[Brief]:
Quote the line containing "Practice task. Find the light" and all lines that follow it in the listing below, exactly as written.

[Entries supplied]:
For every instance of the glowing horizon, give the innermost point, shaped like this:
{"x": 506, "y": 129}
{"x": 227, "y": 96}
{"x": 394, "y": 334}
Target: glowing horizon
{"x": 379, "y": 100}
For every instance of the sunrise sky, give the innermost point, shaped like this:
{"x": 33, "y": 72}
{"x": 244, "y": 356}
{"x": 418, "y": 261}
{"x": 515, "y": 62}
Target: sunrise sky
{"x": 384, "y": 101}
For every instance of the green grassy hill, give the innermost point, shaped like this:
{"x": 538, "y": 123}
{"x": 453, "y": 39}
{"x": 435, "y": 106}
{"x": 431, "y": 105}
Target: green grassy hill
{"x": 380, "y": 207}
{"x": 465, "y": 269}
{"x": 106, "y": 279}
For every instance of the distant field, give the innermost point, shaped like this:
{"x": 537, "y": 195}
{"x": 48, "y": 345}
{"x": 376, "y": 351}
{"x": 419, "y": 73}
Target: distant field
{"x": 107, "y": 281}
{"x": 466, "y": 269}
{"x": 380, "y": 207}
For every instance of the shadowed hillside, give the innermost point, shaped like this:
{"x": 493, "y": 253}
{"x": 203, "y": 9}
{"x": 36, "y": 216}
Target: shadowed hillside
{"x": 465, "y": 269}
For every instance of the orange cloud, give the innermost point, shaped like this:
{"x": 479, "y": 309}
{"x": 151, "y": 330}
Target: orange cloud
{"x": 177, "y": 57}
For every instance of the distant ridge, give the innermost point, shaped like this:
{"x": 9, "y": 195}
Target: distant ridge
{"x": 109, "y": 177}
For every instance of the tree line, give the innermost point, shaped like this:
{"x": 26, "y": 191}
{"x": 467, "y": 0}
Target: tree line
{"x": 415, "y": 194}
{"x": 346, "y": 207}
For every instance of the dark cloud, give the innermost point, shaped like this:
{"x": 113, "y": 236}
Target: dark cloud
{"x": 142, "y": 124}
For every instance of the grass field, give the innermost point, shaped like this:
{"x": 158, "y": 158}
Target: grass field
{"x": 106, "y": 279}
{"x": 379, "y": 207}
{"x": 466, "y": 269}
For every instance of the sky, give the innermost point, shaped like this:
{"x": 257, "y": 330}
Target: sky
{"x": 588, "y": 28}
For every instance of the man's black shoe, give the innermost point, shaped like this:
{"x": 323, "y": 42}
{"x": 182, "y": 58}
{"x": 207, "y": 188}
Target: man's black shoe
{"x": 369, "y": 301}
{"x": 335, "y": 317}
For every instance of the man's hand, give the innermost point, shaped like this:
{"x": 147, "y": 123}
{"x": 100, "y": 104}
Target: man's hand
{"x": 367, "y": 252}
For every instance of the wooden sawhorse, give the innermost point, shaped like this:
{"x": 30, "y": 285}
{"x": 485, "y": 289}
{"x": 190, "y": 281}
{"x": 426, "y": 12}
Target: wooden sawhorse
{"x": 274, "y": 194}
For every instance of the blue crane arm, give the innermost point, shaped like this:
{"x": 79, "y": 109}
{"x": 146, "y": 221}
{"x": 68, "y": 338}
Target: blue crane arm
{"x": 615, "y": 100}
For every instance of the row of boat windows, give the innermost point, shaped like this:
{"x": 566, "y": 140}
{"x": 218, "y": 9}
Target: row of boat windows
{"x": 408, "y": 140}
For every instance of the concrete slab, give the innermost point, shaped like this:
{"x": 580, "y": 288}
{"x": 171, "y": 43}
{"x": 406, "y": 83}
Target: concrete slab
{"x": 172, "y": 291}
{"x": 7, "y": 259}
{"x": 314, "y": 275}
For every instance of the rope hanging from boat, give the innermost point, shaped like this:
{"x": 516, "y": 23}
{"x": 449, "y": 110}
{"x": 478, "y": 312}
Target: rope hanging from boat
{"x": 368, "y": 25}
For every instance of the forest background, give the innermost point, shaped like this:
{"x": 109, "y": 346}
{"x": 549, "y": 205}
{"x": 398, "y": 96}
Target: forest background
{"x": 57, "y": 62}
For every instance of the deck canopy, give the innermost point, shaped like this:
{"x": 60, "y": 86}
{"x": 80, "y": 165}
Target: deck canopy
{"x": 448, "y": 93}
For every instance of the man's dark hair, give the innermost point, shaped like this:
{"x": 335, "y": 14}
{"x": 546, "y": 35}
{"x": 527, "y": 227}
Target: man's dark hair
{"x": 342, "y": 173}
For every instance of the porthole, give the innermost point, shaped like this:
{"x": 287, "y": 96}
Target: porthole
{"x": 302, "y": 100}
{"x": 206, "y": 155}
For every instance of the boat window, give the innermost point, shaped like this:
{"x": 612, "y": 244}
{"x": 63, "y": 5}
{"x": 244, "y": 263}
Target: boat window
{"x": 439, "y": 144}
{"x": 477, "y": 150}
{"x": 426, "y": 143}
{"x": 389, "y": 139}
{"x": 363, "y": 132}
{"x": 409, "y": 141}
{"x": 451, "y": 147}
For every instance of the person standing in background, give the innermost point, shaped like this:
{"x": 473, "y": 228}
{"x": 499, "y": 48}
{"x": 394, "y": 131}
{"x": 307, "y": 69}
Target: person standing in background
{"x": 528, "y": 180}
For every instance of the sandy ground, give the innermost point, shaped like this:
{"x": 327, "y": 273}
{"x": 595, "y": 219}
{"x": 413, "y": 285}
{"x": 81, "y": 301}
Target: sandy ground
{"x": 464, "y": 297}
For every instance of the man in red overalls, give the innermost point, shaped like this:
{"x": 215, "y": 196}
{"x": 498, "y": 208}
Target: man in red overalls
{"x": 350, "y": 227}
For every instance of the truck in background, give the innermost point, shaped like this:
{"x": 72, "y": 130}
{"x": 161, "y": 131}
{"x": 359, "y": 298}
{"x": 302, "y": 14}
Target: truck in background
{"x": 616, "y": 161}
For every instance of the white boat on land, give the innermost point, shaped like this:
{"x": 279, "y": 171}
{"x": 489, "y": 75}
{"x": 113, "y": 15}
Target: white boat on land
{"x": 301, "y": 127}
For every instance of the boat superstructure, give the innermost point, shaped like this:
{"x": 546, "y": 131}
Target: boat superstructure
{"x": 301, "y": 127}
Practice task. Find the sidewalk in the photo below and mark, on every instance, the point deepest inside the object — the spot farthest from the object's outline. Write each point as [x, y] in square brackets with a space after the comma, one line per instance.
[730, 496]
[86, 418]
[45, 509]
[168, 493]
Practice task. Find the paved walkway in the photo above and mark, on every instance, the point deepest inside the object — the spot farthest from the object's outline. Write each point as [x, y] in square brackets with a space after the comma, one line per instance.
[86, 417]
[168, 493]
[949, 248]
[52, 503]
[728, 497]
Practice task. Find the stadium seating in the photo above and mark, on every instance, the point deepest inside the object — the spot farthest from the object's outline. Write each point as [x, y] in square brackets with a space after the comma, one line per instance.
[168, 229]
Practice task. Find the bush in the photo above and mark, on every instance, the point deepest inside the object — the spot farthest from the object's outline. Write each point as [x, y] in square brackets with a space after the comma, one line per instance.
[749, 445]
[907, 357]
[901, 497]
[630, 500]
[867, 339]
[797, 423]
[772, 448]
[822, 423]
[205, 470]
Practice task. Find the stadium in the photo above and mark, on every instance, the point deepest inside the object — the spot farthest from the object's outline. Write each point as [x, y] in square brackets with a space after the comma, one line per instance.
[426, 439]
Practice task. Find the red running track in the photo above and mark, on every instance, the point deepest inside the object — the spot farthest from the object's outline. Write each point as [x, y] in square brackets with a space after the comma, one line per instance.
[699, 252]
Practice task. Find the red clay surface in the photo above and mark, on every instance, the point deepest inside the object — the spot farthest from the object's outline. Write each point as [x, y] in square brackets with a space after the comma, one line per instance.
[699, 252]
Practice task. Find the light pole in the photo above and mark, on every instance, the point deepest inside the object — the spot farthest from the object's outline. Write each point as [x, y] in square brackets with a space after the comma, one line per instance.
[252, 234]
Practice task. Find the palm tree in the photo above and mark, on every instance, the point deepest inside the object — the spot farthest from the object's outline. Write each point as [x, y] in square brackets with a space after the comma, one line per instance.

[Finished answer]:
Practice task. Find the light pole in the photo above and mark, on every instance, the point deepest inside the object — the spot farthest from the object's outline. Write each point as [x, y] in square brackets with a space after the comma, one line per instance.
[252, 234]
Practice task. Find the palm tree in the photo above and mark, on every instance, the point deepest inside the object — the spot farthest from the object's outline. Write each point as [x, y] in square brackets with a space after the comma, one line per instance.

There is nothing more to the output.